• INSTRUCTION: Render the rows below, from the line containing "blue jacket in" through the line containing "point(371, 454)", inclusive, as a JSON list of strings with one string per line and blank lines omitted.

:: DATA ROWS ::

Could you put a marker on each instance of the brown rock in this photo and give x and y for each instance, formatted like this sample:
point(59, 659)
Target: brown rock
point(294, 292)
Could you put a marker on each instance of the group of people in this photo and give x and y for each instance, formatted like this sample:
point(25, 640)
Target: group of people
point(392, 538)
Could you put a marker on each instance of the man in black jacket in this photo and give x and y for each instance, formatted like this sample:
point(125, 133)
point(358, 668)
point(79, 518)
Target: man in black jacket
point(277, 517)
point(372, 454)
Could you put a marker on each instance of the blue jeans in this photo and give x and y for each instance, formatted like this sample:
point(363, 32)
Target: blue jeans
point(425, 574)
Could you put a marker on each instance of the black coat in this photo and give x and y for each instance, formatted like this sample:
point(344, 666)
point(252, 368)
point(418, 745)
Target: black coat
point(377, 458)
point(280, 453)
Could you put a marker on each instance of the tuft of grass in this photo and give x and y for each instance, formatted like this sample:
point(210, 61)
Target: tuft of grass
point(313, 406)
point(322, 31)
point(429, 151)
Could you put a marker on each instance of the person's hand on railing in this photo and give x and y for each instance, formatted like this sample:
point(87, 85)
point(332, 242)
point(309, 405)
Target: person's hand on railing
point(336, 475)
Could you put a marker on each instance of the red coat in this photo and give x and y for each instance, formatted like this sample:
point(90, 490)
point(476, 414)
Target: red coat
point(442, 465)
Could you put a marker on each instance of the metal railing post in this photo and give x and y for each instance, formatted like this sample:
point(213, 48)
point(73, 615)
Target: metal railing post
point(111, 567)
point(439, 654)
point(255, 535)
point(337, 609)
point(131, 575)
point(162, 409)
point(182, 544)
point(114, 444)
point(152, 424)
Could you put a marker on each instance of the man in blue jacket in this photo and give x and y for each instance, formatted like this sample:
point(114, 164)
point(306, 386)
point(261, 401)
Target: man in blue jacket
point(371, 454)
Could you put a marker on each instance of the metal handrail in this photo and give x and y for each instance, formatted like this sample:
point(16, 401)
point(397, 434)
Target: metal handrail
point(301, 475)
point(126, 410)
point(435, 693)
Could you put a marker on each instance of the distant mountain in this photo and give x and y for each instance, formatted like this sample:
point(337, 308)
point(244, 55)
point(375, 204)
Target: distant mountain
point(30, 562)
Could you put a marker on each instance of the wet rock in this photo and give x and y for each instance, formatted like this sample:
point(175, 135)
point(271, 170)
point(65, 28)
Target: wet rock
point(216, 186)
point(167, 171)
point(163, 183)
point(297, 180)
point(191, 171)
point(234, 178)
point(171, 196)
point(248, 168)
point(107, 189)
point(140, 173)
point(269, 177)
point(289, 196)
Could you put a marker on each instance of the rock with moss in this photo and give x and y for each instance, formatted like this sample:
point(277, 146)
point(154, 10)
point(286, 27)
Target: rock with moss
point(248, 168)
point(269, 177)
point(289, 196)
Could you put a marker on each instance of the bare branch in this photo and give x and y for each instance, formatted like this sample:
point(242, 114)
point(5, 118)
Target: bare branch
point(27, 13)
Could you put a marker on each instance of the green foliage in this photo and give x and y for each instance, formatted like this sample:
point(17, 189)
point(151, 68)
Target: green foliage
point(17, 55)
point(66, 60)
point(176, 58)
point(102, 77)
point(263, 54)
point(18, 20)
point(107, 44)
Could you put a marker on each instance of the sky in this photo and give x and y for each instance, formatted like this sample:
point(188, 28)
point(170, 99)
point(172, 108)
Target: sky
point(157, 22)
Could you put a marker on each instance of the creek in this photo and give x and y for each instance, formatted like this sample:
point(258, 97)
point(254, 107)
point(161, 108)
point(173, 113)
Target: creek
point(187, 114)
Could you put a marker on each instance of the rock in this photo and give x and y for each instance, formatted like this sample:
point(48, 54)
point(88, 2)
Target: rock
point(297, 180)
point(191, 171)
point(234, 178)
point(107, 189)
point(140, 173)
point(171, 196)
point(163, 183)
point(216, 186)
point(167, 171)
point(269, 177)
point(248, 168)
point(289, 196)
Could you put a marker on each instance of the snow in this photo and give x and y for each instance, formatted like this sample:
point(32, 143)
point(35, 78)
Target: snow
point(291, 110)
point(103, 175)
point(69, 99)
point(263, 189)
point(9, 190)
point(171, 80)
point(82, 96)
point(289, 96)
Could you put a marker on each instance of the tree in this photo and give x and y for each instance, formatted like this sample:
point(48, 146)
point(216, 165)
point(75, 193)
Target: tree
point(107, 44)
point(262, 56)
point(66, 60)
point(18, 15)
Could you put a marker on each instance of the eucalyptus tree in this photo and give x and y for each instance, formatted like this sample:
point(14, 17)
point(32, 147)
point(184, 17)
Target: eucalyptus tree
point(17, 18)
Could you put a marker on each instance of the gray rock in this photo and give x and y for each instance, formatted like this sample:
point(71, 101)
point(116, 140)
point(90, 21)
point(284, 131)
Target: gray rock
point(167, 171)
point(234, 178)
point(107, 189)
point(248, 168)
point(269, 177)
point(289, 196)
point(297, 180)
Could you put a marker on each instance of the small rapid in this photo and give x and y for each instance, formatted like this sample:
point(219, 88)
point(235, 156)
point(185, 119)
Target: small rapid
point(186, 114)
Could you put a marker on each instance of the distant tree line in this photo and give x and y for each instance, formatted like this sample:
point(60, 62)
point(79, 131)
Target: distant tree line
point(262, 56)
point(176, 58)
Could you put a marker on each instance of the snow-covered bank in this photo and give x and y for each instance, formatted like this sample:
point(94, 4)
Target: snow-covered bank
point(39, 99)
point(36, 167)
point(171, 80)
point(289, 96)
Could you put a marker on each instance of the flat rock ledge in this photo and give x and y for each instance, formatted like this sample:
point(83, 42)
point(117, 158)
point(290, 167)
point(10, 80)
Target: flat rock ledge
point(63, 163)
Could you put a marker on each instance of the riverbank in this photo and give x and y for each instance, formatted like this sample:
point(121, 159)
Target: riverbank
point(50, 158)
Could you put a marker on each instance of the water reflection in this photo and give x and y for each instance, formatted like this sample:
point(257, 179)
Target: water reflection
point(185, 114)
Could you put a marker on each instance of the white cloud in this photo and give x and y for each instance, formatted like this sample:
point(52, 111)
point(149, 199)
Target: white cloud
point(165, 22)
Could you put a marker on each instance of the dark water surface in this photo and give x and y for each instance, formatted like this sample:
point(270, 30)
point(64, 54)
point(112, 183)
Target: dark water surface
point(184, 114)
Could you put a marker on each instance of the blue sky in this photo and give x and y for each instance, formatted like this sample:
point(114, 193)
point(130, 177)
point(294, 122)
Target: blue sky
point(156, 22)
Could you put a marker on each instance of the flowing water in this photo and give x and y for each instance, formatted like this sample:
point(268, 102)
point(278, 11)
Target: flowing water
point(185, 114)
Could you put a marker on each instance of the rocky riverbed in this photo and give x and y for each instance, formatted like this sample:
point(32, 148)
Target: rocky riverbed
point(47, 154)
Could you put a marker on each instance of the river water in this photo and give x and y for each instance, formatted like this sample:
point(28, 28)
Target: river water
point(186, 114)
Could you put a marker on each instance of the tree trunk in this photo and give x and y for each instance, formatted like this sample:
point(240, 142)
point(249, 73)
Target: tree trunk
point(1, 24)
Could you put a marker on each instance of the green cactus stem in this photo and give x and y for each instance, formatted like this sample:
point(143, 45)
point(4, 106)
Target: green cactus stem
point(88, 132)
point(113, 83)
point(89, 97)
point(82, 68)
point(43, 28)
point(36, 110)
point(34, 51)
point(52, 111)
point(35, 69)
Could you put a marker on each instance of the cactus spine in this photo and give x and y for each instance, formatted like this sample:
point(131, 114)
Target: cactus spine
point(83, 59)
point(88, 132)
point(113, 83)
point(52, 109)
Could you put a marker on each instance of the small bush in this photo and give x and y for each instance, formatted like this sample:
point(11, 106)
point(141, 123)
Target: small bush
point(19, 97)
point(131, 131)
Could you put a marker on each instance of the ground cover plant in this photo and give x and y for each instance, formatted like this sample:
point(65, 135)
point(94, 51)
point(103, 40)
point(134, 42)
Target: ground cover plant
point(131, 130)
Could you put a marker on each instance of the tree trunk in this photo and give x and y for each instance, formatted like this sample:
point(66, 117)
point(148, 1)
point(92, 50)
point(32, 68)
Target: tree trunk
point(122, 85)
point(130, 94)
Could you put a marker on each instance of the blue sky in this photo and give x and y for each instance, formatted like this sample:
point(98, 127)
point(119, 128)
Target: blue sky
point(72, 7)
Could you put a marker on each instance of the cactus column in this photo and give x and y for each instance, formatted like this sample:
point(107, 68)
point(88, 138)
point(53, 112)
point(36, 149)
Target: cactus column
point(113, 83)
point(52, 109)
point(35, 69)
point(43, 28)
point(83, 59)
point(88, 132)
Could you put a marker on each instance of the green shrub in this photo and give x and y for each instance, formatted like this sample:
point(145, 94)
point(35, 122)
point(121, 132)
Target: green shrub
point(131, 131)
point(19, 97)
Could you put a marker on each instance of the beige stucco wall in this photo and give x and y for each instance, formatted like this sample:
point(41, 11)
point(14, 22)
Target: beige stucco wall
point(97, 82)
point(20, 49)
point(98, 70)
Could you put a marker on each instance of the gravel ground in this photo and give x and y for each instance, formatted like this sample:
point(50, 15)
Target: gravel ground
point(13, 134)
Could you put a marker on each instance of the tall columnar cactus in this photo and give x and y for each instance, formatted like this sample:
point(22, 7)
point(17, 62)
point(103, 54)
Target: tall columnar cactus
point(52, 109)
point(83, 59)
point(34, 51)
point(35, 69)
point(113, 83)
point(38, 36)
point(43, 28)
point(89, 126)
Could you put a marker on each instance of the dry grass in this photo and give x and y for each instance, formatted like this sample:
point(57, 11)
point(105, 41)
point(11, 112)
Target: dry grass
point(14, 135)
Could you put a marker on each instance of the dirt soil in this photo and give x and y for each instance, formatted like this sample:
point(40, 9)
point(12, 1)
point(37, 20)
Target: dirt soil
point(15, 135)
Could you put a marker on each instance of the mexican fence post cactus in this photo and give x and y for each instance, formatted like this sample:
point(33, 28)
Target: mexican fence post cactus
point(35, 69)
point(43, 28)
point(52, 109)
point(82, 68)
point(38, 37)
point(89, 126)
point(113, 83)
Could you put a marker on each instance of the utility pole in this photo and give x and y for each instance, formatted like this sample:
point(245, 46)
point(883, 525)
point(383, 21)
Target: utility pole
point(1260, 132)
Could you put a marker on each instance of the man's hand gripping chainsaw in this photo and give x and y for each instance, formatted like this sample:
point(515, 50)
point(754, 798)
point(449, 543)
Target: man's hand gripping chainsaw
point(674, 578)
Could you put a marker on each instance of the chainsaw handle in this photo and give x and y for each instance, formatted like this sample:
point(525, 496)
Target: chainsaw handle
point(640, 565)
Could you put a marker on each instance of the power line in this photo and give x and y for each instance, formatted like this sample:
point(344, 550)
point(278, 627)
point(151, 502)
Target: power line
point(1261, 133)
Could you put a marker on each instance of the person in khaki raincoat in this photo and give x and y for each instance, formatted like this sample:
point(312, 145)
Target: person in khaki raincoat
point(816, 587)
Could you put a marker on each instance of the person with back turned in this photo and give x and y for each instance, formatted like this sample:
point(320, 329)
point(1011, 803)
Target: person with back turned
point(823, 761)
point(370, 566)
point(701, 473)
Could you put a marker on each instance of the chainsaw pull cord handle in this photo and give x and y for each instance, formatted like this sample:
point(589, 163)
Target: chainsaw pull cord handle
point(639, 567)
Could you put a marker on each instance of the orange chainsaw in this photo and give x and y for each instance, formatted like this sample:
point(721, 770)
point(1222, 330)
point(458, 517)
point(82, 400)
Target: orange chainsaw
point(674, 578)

:::

• COMPLETE OUTPUT:
[
  "Could you put a marker on each instance of the man in blue jacket in this photo and give x and y for each instance, formatted like this sample:",
  "point(114, 164)",
  "point(306, 386)",
  "point(261, 401)",
  "Target: man in blue jacket",
  "point(371, 454)"
]